Output all the material that follows, exactly as given.
start Data shown
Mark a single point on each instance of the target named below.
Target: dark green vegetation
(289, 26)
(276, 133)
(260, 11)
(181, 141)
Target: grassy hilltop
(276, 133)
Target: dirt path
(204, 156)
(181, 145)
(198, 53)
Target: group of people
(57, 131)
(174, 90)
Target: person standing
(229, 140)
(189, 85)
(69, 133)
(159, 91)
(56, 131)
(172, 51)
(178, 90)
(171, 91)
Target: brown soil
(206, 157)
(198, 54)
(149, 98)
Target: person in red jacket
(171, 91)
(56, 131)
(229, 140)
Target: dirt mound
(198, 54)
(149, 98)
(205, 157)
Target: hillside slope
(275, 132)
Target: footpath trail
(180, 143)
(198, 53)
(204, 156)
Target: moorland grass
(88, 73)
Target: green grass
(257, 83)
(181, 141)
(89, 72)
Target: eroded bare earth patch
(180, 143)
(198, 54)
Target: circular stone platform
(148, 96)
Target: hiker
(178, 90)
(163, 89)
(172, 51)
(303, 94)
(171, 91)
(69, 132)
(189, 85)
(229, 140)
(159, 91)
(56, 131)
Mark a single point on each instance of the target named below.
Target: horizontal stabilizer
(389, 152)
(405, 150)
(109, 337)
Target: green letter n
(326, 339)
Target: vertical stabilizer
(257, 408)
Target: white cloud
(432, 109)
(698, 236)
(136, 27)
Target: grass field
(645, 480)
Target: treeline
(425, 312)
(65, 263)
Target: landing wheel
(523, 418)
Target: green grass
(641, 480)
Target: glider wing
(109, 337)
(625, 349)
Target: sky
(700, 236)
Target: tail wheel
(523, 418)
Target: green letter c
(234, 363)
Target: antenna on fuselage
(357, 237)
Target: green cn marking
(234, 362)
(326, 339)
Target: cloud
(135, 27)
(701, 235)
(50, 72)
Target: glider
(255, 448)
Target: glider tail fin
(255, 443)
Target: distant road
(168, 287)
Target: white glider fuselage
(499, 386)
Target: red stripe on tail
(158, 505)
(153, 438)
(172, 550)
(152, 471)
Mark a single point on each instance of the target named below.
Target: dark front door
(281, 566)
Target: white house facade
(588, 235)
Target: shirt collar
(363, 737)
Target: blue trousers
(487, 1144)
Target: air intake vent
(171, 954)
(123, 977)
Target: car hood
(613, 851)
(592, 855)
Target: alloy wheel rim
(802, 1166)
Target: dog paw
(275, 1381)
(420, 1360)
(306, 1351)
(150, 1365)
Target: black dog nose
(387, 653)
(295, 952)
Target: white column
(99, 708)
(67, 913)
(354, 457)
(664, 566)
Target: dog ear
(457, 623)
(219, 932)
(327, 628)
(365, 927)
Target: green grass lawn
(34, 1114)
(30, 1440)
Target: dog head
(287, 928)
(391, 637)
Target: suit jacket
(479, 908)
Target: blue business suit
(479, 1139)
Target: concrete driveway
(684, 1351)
end Data shown
-- Complete answer --
Mark a single point on each instance of the target named below.
Target: dark green vegetation
(289, 26)
(276, 133)
(260, 11)
(181, 141)
Target: grassy hilltop
(276, 133)
Target: dirt path
(204, 156)
(181, 145)
(198, 53)
Target: group of people
(57, 131)
(174, 90)
Target: person standing
(229, 140)
(189, 85)
(69, 133)
(159, 91)
(56, 131)
(172, 51)
(178, 90)
(171, 91)
Target: brown soil
(206, 157)
(198, 54)
(149, 98)
Target: person in red jacket
(171, 91)
(56, 131)
(229, 140)
Target: dirt mound
(198, 54)
(149, 98)
(205, 157)
Target: hillside slope
(275, 132)
Target: footpath trail
(180, 143)
(198, 53)
(204, 156)
Target: moorland grass
(88, 73)
Target: green grass
(257, 83)
(181, 141)
(89, 72)
Target: eroded bare earth patch
(180, 143)
(198, 54)
Target: circular stone platform
(148, 96)
Target: hiker
(178, 90)
(163, 89)
(172, 51)
(303, 94)
(171, 91)
(69, 132)
(189, 85)
(229, 140)
(159, 91)
(56, 131)
Mark a single point on each instance of the target named below.
Target: horizontal stabilizer
(389, 152)
(405, 150)
(109, 337)
Target: green letter n
(326, 339)
Target: vertical stabilizer
(257, 408)
Target: white cloud
(432, 109)
(698, 236)
(136, 27)
Target: grass field
(645, 480)
Target: treeline
(425, 312)
(65, 263)
Target: landing wheel
(523, 418)
Target: green grass
(641, 480)
Target: glider wing
(109, 337)
(625, 349)
Target: sky
(700, 236)
Target: tail wheel
(523, 418)
Target: green letter c
(234, 363)
Target: antenna on fuselage
(357, 237)
Target: green cn marking
(234, 362)
(326, 339)
Target: cloud
(135, 27)
(701, 235)
(50, 72)
Target: glider
(255, 448)
Target: glider tail fin
(255, 443)
Target: distant road
(168, 287)
Target: white glider fuselage
(499, 386)
Target: red stripe on tail
(158, 505)
(153, 438)
(172, 550)
(152, 471)
Mark a single point on each instance of the target named below.
Target: dark front door
(281, 566)
Target: white house facade
(588, 235)
Target: shirt collar
(363, 737)
Target: blue trousers
(487, 1144)
Target: air intake vent
(171, 954)
(123, 977)
Target: car hood
(613, 851)
(592, 855)
Target: alloy wheel rim
(802, 1166)
Target: dog paw
(275, 1381)
(420, 1360)
(306, 1351)
(150, 1365)
Target: black dog nose
(387, 653)
(295, 952)
Target: white column
(99, 708)
(67, 913)
(354, 457)
(664, 566)
Target: dog ear
(457, 623)
(219, 932)
(327, 628)
(365, 927)
Target: green grass lawn
(34, 1114)
(30, 1440)
Target: dog head
(287, 928)
(391, 637)
Target: suit jacket
(479, 908)
Target: blue business suit
(479, 1139)
Target: concrete driveway
(684, 1351)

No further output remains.